**TASK INSTRUCTIONS:**
Reproduce the stretch of the material below from the line containing "Pinpoint striped beach tent here." through the end of the material, with both ends included.

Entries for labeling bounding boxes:
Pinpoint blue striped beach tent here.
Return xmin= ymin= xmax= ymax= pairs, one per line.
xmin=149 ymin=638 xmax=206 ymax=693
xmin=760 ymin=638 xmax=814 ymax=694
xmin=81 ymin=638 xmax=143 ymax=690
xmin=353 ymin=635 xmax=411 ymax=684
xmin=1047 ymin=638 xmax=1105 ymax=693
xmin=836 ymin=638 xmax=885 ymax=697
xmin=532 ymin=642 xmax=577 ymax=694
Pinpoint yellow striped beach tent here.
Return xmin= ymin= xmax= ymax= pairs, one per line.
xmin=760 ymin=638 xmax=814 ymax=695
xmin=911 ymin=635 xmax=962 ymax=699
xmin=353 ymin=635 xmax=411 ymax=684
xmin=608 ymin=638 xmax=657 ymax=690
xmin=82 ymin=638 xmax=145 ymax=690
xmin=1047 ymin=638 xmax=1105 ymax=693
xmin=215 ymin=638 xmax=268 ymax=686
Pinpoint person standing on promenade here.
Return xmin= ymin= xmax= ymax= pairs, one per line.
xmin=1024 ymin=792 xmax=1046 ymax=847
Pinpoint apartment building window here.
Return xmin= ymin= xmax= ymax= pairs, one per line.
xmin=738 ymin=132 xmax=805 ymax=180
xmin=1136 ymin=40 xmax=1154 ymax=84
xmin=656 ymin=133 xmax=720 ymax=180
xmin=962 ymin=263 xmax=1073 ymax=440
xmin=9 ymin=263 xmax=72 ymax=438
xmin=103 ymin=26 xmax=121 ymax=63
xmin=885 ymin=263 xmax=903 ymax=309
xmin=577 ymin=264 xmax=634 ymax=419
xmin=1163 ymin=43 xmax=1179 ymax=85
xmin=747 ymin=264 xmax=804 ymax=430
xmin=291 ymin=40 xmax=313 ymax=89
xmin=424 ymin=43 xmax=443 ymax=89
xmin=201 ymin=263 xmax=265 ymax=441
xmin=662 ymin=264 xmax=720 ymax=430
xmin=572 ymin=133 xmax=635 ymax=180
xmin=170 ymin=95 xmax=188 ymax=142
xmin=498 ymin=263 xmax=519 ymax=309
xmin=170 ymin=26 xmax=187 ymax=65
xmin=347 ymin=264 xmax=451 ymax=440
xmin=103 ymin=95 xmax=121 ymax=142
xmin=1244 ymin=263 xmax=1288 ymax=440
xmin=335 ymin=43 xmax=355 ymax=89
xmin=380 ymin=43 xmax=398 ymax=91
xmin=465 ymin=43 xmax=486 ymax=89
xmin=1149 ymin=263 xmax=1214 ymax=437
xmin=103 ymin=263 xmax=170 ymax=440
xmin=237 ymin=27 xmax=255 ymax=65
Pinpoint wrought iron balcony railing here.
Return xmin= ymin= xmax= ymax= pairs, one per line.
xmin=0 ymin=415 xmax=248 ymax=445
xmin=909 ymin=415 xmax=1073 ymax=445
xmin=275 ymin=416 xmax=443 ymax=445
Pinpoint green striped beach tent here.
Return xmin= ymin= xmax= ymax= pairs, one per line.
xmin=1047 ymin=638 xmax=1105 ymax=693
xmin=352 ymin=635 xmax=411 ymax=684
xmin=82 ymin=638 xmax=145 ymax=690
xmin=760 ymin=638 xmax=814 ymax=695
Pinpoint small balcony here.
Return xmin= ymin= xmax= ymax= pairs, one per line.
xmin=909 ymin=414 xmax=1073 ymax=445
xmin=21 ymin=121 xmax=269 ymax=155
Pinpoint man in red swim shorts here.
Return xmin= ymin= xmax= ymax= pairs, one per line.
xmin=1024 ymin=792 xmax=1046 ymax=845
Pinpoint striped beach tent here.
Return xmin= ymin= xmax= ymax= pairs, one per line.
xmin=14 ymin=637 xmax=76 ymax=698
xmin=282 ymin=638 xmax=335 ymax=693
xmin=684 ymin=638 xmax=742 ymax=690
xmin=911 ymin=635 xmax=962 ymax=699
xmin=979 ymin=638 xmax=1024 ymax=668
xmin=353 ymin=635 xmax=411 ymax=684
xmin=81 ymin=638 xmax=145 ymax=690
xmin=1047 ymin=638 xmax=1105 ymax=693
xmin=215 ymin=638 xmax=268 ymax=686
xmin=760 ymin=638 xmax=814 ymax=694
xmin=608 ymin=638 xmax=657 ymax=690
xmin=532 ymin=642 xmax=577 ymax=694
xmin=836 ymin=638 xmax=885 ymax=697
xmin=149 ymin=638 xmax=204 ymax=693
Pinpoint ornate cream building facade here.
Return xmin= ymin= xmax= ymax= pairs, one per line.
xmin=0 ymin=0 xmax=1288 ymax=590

**THE RESPONSE:**
Pinpoint striped beach tent here.
Return xmin= ymin= xmax= ymax= pairs, one per line.
xmin=14 ymin=637 xmax=76 ymax=698
xmin=282 ymin=638 xmax=335 ymax=693
xmin=684 ymin=638 xmax=742 ymax=690
xmin=911 ymin=635 xmax=962 ymax=699
xmin=979 ymin=638 xmax=1024 ymax=668
xmin=353 ymin=635 xmax=411 ymax=684
xmin=81 ymin=638 xmax=145 ymax=690
xmin=1047 ymin=638 xmax=1105 ymax=693
xmin=215 ymin=638 xmax=268 ymax=686
xmin=760 ymin=638 xmax=814 ymax=694
xmin=608 ymin=638 xmax=657 ymax=690
xmin=532 ymin=642 xmax=577 ymax=694
xmin=836 ymin=638 xmax=885 ymax=697
xmin=149 ymin=638 xmax=204 ymax=693
Pinpoint ornate cream building facade here.
Return xmin= ymin= xmax= ymax= pairs, one per line.
xmin=0 ymin=0 xmax=1288 ymax=590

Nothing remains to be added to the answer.